▸ **WHAT THE TASK ASKS**: Every line of the listing that holds the word "blue" should be returned.
.....
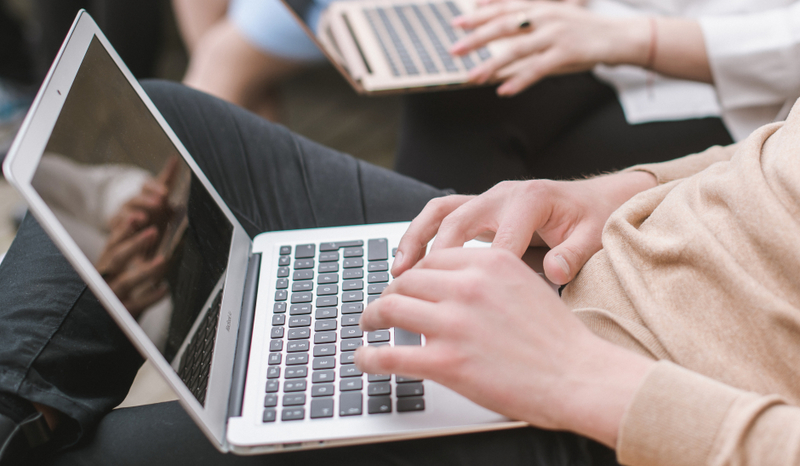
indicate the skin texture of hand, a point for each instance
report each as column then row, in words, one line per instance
column 497, row 333
column 567, row 216
column 566, row 38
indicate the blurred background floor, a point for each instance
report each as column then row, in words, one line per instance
column 319, row 104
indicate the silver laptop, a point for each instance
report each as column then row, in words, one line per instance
column 384, row 46
column 256, row 337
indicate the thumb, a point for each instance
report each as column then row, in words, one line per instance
column 563, row 261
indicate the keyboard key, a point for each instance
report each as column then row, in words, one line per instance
column 350, row 274
column 328, row 362
column 379, row 404
column 294, row 359
column 352, row 332
column 353, row 252
column 410, row 404
column 324, row 301
column 305, row 285
column 324, row 337
column 373, row 289
column 352, row 308
column 351, row 296
column 294, row 386
column 293, row 414
column 350, row 320
column 304, row 264
column 299, row 321
column 347, row 385
column 326, row 313
column 378, row 250
column 297, row 346
column 326, row 267
column 299, row 333
column 352, row 285
column 295, row 399
column 410, row 389
column 349, row 371
column 378, row 377
column 324, row 350
column 353, row 262
column 303, row 275
column 379, row 388
column 381, row 266
column 350, row 404
column 322, row 376
column 378, row 277
column 351, row 344
column 272, row 386
column 340, row 244
column 304, row 297
column 329, row 257
column 323, row 290
column 378, row 336
column 299, row 309
column 323, row 389
column 325, row 325
column 304, row 251
column 321, row 407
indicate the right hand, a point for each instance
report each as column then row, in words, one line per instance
column 567, row 216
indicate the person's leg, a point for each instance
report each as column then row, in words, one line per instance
column 563, row 127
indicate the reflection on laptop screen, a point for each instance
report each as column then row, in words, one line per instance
column 126, row 196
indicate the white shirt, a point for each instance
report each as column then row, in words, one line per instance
column 754, row 52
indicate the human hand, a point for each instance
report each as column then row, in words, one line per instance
column 567, row 216
column 496, row 333
column 562, row 37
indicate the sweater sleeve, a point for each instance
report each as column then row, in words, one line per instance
column 679, row 417
column 686, row 166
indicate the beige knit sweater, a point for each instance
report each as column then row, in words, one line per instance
column 703, row 274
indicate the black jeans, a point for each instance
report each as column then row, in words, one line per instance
column 60, row 348
column 562, row 127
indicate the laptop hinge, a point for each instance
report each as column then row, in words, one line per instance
column 245, row 334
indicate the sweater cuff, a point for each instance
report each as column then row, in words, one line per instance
column 674, row 418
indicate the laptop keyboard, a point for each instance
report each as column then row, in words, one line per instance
column 320, row 294
column 414, row 38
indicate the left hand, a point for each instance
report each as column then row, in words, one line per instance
column 562, row 38
column 498, row 334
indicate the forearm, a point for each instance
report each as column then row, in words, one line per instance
column 669, row 46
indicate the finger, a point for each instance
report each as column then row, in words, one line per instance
column 564, row 260
column 396, row 310
column 414, row 242
column 150, row 271
column 424, row 283
column 411, row 361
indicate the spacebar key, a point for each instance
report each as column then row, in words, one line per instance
column 406, row 338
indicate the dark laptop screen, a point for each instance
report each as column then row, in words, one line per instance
column 134, row 207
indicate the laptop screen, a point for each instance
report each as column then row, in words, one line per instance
column 134, row 207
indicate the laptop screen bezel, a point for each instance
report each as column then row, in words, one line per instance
column 19, row 168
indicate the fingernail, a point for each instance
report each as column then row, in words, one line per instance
column 398, row 259
column 563, row 264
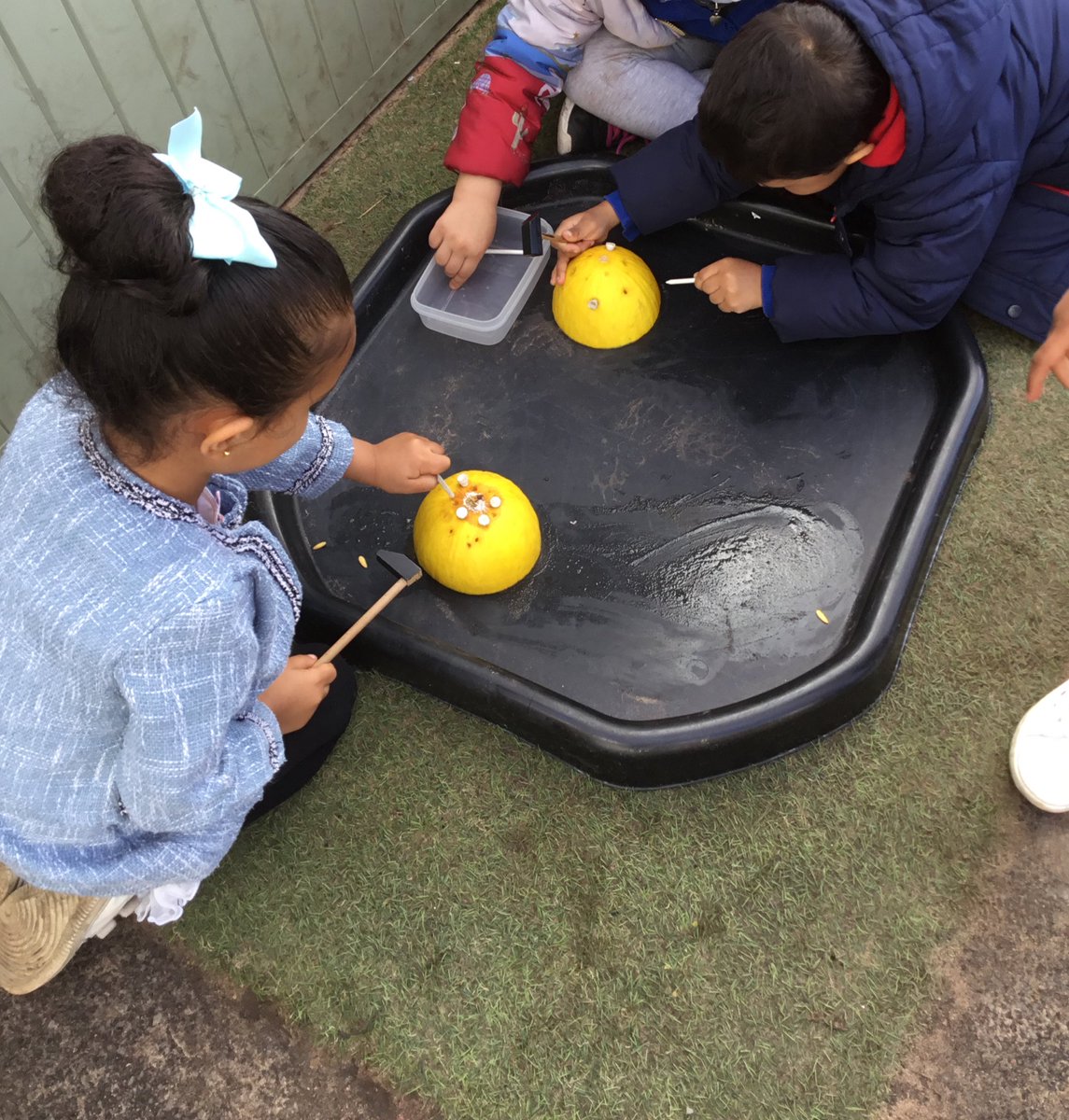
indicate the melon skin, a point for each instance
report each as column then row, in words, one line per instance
column 473, row 558
column 610, row 298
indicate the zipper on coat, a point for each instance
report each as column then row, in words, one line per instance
column 714, row 9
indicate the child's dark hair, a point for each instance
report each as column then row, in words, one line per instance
column 146, row 329
column 791, row 95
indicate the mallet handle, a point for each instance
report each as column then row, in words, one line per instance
column 379, row 605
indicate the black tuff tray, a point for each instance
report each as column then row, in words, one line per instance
column 703, row 494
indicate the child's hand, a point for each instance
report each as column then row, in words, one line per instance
column 581, row 231
column 1052, row 357
column 403, row 464
column 732, row 285
column 298, row 690
column 466, row 229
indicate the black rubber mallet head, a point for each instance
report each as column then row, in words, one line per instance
column 406, row 572
column 531, row 239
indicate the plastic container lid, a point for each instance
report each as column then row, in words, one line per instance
column 487, row 305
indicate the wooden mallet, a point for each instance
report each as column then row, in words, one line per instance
column 407, row 572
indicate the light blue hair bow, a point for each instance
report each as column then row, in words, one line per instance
column 219, row 231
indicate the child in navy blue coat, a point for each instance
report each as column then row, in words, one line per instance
column 948, row 121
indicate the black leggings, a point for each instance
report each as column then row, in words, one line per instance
column 307, row 749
.....
▸ **YOUR RESPONSE**:
indicate the light blue hair bow, a point for each instance
indicate the child in navy blue coat, a point for each instance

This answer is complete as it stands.